EXERCISE DIRECTIONS: Copy out the lines between the one containing "Would you mind pointing at the white rose" and the one containing "column 844, row 529", inclusive, with no changes.

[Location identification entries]

"""

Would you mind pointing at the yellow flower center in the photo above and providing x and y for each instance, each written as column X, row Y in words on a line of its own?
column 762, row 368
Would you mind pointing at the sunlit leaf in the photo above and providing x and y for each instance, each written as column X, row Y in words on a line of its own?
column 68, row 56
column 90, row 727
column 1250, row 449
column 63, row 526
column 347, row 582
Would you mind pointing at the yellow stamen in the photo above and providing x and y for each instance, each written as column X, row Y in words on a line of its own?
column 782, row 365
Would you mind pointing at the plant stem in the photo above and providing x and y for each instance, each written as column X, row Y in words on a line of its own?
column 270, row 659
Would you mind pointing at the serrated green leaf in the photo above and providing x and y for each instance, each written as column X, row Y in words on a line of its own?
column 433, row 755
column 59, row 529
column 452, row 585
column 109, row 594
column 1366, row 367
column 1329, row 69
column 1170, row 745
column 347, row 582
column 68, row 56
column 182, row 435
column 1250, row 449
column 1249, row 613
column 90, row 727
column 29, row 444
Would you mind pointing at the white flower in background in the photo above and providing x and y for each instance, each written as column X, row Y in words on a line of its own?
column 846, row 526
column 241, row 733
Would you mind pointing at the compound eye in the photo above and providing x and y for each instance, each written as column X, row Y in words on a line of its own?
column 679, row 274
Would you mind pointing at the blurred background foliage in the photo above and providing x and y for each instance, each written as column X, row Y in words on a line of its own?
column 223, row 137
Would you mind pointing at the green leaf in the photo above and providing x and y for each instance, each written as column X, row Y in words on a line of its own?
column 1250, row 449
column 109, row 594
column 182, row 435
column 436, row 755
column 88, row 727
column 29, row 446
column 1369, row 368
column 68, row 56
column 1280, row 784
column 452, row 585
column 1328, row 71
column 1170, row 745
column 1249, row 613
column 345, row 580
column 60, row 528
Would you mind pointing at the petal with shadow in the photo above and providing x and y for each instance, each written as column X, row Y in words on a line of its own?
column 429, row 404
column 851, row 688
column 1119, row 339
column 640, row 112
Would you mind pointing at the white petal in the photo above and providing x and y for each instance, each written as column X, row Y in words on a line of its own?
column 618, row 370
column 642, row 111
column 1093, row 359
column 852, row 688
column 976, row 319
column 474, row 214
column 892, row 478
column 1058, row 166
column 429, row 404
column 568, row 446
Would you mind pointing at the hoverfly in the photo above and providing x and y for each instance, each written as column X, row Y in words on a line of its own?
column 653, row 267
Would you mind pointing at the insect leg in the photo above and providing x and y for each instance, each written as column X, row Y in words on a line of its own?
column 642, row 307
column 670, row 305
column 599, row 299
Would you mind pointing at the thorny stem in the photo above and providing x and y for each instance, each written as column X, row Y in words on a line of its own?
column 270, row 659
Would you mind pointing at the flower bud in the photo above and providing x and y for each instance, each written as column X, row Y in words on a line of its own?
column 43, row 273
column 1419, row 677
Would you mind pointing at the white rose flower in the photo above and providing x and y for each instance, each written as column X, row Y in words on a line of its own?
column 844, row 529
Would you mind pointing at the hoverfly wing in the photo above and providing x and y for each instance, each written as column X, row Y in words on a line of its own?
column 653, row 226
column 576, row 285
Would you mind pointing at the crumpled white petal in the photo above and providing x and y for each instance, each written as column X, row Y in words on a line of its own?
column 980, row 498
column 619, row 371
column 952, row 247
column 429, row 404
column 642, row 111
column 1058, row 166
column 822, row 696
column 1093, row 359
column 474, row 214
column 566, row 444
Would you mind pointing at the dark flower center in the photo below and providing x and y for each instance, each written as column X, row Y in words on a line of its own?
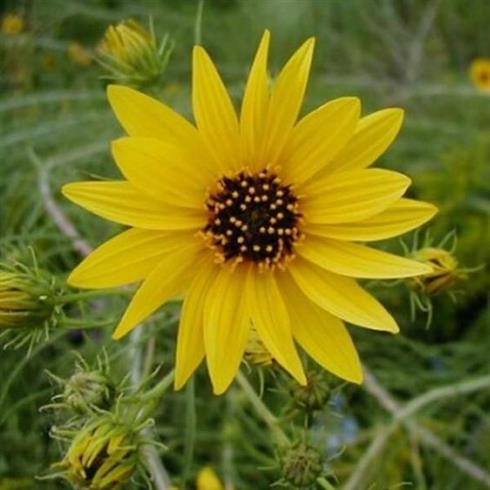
column 253, row 217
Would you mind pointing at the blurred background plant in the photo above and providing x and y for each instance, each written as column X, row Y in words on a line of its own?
column 421, row 418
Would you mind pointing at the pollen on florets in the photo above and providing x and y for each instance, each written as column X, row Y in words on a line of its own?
column 253, row 217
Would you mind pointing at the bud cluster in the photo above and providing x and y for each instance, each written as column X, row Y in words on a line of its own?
column 132, row 56
column 28, row 303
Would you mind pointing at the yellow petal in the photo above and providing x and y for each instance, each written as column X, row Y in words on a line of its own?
column 341, row 296
column 403, row 216
column 351, row 196
column 254, row 106
column 162, row 171
column 126, row 258
column 121, row 202
column 354, row 260
column 285, row 103
column 215, row 116
column 190, row 339
column 374, row 134
column 271, row 320
column 226, row 327
column 323, row 336
column 318, row 137
column 144, row 116
column 170, row 278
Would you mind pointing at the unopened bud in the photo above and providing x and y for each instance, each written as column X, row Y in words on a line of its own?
column 132, row 56
column 302, row 465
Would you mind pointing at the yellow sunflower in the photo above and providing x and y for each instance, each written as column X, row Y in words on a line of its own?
column 252, row 219
column 480, row 73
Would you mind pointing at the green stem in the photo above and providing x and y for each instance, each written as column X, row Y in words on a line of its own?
column 262, row 410
column 96, row 293
column 72, row 323
column 159, row 389
column 190, row 430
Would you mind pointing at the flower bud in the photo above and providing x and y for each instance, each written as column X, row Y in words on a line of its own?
column 445, row 271
column 207, row 479
column 104, row 455
column 86, row 389
column 131, row 56
column 314, row 395
column 480, row 74
column 256, row 352
column 301, row 465
column 26, row 298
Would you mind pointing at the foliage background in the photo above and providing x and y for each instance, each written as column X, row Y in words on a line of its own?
column 56, row 124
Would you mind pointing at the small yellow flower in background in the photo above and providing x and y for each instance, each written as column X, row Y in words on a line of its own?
column 16, row 483
column 103, row 456
column 207, row 479
column 12, row 24
column 78, row 54
column 445, row 272
column 253, row 218
column 131, row 54
column 480, row 73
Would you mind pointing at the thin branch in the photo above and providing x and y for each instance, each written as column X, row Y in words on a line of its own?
column 401, row 415
column 55, row 212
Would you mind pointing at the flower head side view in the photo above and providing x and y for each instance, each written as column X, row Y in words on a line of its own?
column 253, row 219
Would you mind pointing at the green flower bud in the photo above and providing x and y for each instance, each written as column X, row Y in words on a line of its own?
column 445, row 272
column 104, row 455
column 26, row 298
column 314, row 395
column 301, row 465
column 86, row 389
column 131, row 55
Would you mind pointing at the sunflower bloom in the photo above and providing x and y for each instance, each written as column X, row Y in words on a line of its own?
column 480, row 74
column 253, row 219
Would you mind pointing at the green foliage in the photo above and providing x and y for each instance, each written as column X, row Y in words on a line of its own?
column 56, row 124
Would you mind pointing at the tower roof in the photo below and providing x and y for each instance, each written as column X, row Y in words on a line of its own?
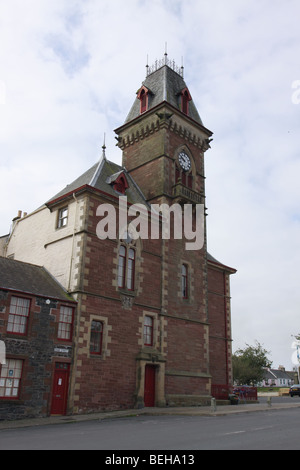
column 164, row 83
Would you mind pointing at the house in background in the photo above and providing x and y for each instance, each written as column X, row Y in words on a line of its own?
column 153, row 320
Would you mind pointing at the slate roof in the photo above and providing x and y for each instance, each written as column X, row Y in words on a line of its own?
column 30, row 279
column 100, row 176
column 165, row 85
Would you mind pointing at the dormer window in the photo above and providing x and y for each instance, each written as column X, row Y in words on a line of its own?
column 185, row 98
column 143, row 95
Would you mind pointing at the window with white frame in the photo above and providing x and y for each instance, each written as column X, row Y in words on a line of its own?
column 10, row 379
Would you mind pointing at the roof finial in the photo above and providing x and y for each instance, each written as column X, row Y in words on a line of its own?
column 103, row 148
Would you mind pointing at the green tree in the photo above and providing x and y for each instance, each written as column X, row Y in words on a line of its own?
column 248, row 364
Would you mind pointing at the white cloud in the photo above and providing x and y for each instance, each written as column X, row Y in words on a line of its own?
column 70, row 70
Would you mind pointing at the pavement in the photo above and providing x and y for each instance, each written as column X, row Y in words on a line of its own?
column 219, row 410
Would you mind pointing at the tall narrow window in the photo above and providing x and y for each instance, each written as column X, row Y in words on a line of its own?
column 185, row 98
column 130, row 269
column 184, row 281
column 96, row 337
column 62, row 217
column 10, row 379
column 122, row 266
column 148, row 331
column 65, row 323
column 18, row 315
column 143, row 97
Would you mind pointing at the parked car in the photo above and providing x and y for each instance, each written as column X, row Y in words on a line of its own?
column 294, row 390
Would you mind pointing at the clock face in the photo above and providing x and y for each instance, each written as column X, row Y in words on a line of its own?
column 184, row 161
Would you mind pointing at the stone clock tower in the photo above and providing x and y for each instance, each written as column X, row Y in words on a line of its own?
column 163, row 141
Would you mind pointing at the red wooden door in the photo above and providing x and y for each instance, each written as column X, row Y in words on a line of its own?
column 149, row 393
column 60, row 389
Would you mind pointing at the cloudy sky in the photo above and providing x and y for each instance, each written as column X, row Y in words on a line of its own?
column 69, row 71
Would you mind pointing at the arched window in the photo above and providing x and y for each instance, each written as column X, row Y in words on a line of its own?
column 148, row 331
column 185, row 98
column 122, row 266
column 130, row 269
column 186, row 178
column 143, row 95
column 96, row 337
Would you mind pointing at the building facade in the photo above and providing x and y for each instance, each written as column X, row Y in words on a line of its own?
column 153, row 322
column 36, row 327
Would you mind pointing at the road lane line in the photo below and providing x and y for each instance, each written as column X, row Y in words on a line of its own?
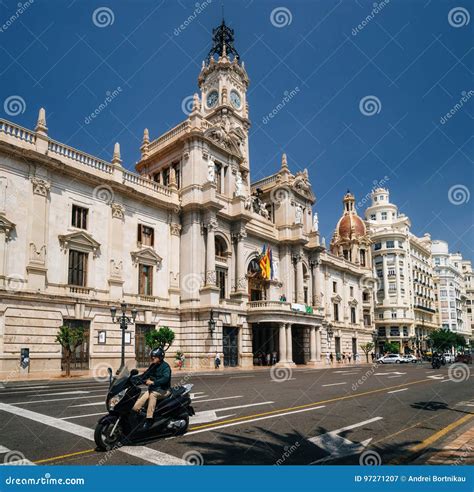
column 330, row 400
column 218, row 426
column 142, row 452
column 218, row 399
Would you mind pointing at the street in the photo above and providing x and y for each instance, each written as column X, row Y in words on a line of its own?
column 385, row 414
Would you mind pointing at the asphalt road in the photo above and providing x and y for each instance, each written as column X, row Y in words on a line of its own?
column 343, row 415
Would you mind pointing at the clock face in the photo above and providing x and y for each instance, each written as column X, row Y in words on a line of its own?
column 212, row 98
column 235, row 99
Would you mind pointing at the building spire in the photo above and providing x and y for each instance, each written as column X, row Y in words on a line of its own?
column 223, row 42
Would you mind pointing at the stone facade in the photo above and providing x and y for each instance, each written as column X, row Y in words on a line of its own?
column 179, row 240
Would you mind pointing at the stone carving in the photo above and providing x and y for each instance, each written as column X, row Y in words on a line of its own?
column 118, row 210
column 238, row 184
column 211, row 171
column 315, row 222
column 40, row 186
column 299, row 214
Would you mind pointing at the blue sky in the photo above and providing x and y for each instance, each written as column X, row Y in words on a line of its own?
column 410, row 60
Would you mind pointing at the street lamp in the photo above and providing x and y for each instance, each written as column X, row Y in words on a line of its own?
column 123, row 320
column 212, row 323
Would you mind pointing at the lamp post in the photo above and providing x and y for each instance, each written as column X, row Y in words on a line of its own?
column 123, row 320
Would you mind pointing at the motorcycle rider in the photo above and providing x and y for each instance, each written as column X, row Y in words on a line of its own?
column 158, row 379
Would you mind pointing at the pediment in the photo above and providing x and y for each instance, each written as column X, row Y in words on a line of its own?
column 80, row 240
column 146, row 256
column 6, row 225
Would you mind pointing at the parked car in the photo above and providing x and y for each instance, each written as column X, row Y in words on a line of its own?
column 390, row 359
column 449, row 358
column 466, row 358
column 410, row 358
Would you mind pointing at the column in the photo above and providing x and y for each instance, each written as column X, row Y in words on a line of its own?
column 240, row 279
column 299, row 279
column 312, row 343
column 289, row 343
column 211, row 252
column 318, row 344
column 282, row 357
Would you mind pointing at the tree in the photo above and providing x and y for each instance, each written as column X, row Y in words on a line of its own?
column 161, row 338
column 69, row 339
column 391, row 348
column 367, row 348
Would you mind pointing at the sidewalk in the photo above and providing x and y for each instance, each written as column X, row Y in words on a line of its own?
column 91, row 374
column 457, row 451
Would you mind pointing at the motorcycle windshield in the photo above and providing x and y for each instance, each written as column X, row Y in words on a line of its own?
column 120, row 381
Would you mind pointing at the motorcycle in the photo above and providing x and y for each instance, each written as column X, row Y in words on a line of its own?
column 123, row 425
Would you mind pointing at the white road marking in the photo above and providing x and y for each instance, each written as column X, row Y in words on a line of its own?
column 142, row 452
column 218, row 399
column 217, row 427
column 338, row 446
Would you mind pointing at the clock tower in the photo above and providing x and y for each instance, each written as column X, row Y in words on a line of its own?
column 223, row 82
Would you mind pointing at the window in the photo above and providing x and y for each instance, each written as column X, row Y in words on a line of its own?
column 221, row 281
column 145, row 280
column 79, row 217
column 145, row 235
column 77, row 274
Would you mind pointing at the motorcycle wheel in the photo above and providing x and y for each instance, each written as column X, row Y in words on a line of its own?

"""

CORRECT ANSWER:
Would you mind pointing at the white rose flower in the photo above and providing x and y for each instance, each written as column X, row Y in words on a line of its own?
column 844, row 529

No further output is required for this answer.